- [Prompt]: Everything in the entries below must be reproduced exactly, except the images.

━━━ Materials provided ━━━

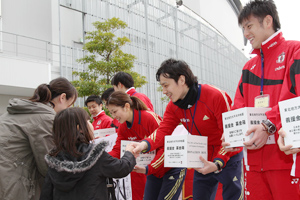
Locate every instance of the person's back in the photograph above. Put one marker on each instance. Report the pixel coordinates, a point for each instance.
(21, 165)
(26, 137)
(78, 168)
(85, 177)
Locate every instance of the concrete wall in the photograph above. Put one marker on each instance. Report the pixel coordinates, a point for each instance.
(227, 24)
(20, 76)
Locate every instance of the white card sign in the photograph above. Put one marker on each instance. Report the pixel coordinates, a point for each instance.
(104, 132)
(143, 159)
(237, 122)
(290, 120)
(183, 151)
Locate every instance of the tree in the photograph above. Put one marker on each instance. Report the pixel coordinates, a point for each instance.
(105, 59)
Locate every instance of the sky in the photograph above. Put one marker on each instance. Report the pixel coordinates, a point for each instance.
(289, 15)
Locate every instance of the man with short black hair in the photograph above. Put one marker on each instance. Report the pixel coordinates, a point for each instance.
(115, 123)
(199, 108)
(267, 168)
(101, 120)
(123, 81)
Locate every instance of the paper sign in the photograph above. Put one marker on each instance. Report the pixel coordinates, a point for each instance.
(110, 139)
(290, 120)
(104, 132)
(183, 151)
(237, 122)
(143, 159)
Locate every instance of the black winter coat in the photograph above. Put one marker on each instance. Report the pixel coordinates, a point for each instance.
(84, 178)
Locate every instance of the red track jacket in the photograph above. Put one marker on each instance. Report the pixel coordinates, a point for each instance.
(144, 123)
(291, 89)
(207, 122)
(102, 121)
(277, 54)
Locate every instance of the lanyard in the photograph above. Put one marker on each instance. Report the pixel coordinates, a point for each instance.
(262, 73)
(193, 116)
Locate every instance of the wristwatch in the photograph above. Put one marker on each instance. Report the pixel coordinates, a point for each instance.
(269, 126)
(217, 163)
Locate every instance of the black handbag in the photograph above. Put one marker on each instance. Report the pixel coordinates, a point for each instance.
(110, 189)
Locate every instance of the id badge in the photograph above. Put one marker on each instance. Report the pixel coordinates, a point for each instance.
(262, 101)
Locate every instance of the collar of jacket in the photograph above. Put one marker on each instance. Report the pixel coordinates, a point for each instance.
(270, 44)
(99, 115)
(131, 91)
(77, 166)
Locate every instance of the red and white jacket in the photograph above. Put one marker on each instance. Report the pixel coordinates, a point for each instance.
(102, 121)
(291, 89)
(211, 103)
(132, 92)
(144, 123)
(277, 54)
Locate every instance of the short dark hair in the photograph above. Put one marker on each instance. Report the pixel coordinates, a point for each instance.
(107, 93)
(46, 93)
(172, 68)
(95, 98)
(119, 98)
(70, 128)
(260, 9)
(124, 78)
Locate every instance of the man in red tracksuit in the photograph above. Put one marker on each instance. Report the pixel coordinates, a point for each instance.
(199, 108)
(123, 81)
(101, 120)
(267, 168)
(104, 98)
(291, 89)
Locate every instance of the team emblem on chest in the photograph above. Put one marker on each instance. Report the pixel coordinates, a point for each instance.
(280, 58)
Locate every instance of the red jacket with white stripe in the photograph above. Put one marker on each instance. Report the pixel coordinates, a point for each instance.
(144, 123)
(141, 96)
(291, 89)
(277, 53)
(211, 104)
(102, 121)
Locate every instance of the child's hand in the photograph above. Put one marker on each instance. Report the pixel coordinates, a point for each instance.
(139, 169)
(130, 148)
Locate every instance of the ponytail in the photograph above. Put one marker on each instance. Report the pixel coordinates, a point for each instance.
(138, 104)
(45, 93)
(41, 94)
(120, 99)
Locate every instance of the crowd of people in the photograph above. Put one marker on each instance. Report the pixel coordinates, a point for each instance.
(47, 149)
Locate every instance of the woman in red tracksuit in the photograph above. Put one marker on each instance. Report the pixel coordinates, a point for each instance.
(137, 123)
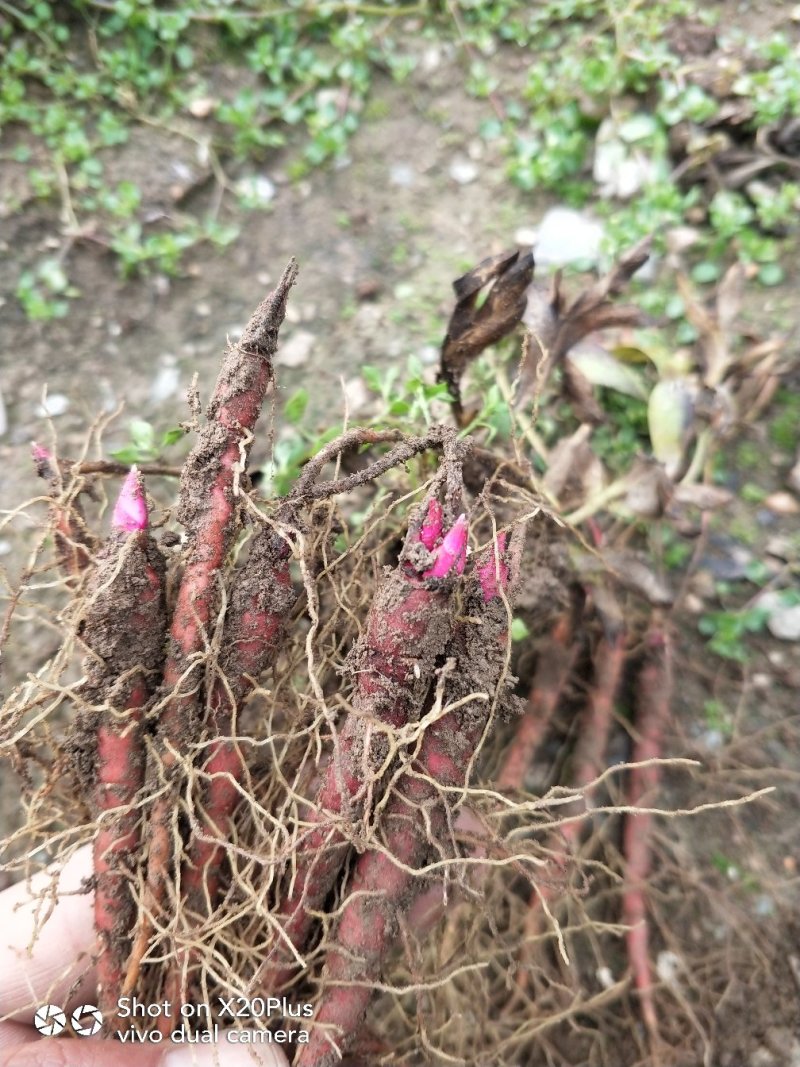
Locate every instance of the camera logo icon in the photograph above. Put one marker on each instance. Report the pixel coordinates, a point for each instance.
(86, 1020)
(50, 1020)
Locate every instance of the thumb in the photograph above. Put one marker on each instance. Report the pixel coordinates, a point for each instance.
(74, 1052)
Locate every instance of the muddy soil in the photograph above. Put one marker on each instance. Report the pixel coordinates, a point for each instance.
(378, 242)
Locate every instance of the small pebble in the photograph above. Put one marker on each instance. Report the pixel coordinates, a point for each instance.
(202, 107)
(256, 189)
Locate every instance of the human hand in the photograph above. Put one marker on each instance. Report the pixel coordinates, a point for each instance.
(59, 962)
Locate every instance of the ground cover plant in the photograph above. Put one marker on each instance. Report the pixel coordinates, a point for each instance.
(296, 738)
(673, 116)
(449, 857)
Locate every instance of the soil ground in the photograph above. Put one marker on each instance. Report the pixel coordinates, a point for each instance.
(726, 890)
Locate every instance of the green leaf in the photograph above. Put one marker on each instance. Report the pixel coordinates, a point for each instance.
(142, 434)
(771, 274)
(705, 272)
(127, 455)
(670, 414)
(601, 368)
(172, 436)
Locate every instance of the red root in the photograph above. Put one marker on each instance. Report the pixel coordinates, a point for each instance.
(383, 881)
(406, 630)
(70, 535)
(653, 713)
(556, 658)
(124, 631)
(207, 508)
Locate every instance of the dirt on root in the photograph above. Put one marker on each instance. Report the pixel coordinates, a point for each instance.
(376, 263)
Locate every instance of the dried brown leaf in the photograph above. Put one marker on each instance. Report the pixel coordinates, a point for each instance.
(472, 328)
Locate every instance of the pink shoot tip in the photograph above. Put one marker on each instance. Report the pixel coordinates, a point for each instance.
(431, 531)
(488, 570)
(451, 554)
(130, 510)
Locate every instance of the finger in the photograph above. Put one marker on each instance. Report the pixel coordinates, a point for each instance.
(14, 1034)
(40, 960)
(89, 1053)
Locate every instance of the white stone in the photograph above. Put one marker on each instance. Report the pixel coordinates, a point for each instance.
(165, 384)
(566, 237)
(402, 175)
(54, 404)
(256, 189)
(202, 107)
(463, 171)
(783, 620)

━━━

- [Exercise output]:
Locate every instance of the person's back in the photograph above. Put one marker on each instance. Report the pixel coordinates, a point for each instance.
(21, 165)
(26, 137)
(78, 168)
(85, 177)
Locate every instance of the concrete wall in the photograph above. Put one marker on each instance. Report the pixel coordinates, a point for each instance.
(227, 24)
(20, 76)
Locate every instance of the white card sign in the photograph above. Put one marker on each instance. Report the pixel coordinates, a point for each instance.
(104, 132)
(143, 159)
(237, 122)
(290, 120)
(183, 151)
Locate every instance of the tree in the photograph above. Put one marker on each instance. Report the pixel coordinates, a point for each instance.
(105, 59)
Locate every instance of the sky in the photograph above. Put one marker on each instance. Report the pixel coordinates, a point for each instance.
(289, 15)
Locate every instance of the man with short black hair in the photograph above. Put one marker on each instance. Report the pixel coordinates, a point for each instance.
(115, 123)
(199, 108)
(267, 168)
(101, 120)
(123, 81)
Locate every instance of the paper sign in the photograph above. Put one marker on each instance. Report the pixel coordinates, a point for each instance.
(110, 139)
(290, 120)
(104, 132)
(183, 151)
(237, 122)
(143, 159)
Locate every instance of the black winter coat in the photograph above. Put one marker on each instance. Report the pixel coordinates, a point for each instance.
(84, 178)
Locate every instance of the red track jacket in the photograph above. Put one marker on each instance. Report the pixel coordinates, a point for each instance.
(144, 123)
(291, 89)
(207, 122)
(102, 121)
(277, 54)
Locate every instance of the lanyard in the photograph above. Put one marker on each instance. Report the pixel coordinates, a point for each instance.
(262, 73)
(193, 116)
Locate every instance of the wristwatch in the photograph above. Put one marker on each instance. Report the pixel coordinates, a point for each instance.
(269, 126)
(217, 163)
Locate every instance of the black handbag in the photograph above. Put one marker on each instance. Report the pixel coordinates, a point for each instance.
(110, 189)
Locate every instance of the id badge in the photograph above. Put one marker on each instance. Report the pixel coordinates, a point for each instance.
(262, 101)
Locate every instance of the collar of jacket in the photograph above. Put one marker on each instance. Report the pixel coordinates, a point for each instance.
(270, 44)
(99, 115)
(131, 91)
(77, 166)
Locate every instance of the red and white jacket in the photograph above. Put one marker on each instance. Report the pixel coordinates, a point for each instance.
(102, 121)
(291, 89)
(211, 103)
(132, 92)
(144, 123)
(277, 54)
Locate every instance of the short dark hair in the photograph above. Put one marker on each instance. Report the pixel coordinates, a point for each instance.
(107, 93)
(46, 93)
(172, 68)
(95, 98)
(119, 98)
(70, 128)
(260, 9)
(124, 78)
Locate every instance of the man in red tracksuit in the photograph above. Put one marker on each instance. Report the pixel coordinates, a point for each instance.
(199, 108)
(123, 81)
(101, 120)
(267, 168)
(104, 98)
(291, 89)
Locate every instance of the team emblem on chest in the photograph above. Put one marker on each instance. Report the pixel coordinates, a point for each instance.
(280, 58)
Locate every instance of the red jacket with white stripe in the photograph above. Put one marker on each instance. Report the pixel coordinates, a point for each instance.
(144, 123)
(141, 96)
(291, 89)
(277, 53)
(211, 104)
(102, 121)
Locate every instance of the child's hand in the photograph above. Put one marker on each instance. Report the pixel coordinates, a point for each instance.
(139, 169)
(130, 148)
Locate every instance of the ponytail in the photograph above. Put one marker on each instance. Report the pixel coordinates, a point for each instance.
(138, 104)
(45, 93)
(41, 94)
(120, 99)
Locate every instance of the crowd of people in the photograph above. Put one marker on each instance. Report the pixel coordinates, a point for each instance.
(47, 149)
Locate every instance of the woman in red tracksuit in the photograph above. Put one marker on each instance. Report the pixel coordinates, a point for each instance.
(137, 123)
Locate every instance of the camera logo icon in the photograph above. Put one marker on each instance. Report the pixel coordinates, a point for each instance.
(86, 1020)
(50, 1020)
Locate every instance of the thumb in the photograph above. Put one marker on each instance. Report the pixel coordinates, a point for each instance.
(74, 1052)
Locate every instance of the muddy soil in the photograph above. Put one marker on each instance. Report the pixel coordinates, a point for each instance.
(378, 242)
Locate every instance of the small pebble in the photograph above. Put one marker on each instance. Report the pixel coordinates, a point for each instance.
(202, 107)
(256, 189)
Locate every instance of the human hand in the photograph above. Put one marker on each instance. Report the pixel coordinates, a point for each instance.
(59, 962)
Locate every instance of the ground cover plant in the photograph above. Put one marker on each instance. Report the pixel coordinates, a point for each instance.
(296, 738)
(673, 116)
(449, 857)
Locate every instance of the soil ground in the photograph above. Put one marker on each instance. Report the pixel coordinates, a point for each instance.
(726, 890)
Locate every instance of the green leaf in the photograph above. Put one marker on each instance. Report the pixel coordinates, a point for each instance.
(142, 434)
(771, 274)
(705, 272)
(127, 455)
(670, 414)
(601, 368)
(172, 436)
Locate every instance of the red root in the photograph above. Put one marker on each instance. Report the pixel coordinates, a point for each instance.
(383, 881)
(406, 630)
(70, 535)
(653, 713)
(556, 658)
(124, 631)
(207, 508)
Locate every instance of the dirt on root in the photograph above. Put one marker on each instance. Report the pixel coordinates, a point for each instance.
(376, 263)
Locate every instance of the dried brown leaf in the photograph above. Put one marker on each instance. Report the pixel coordinates, a point for each instance.
(472, 328)
Locate every instance of the pink shoot tip in the photograph above. Put one marker on each instance. Report the pixel coordinates, a point for each instance.
(431, 531)
(488, 570)
(451, 554)
(130, 510)
Locate every instance of the finger in the photograph above. Put one marker on each instance. Report the pixel coordinates, a point for each instance.
(14, 1034)
(40, 960)
(89, 1053)
Locate every instance of the white stone in the photograph above. Put one marker on each instance. Report the pixel coordinates, a point for each instance.
(165, 384)
(566, 237)
(402, 175)
(54, 404)
(256, 189)
(202, 107)
(463, 171)
(783, 620)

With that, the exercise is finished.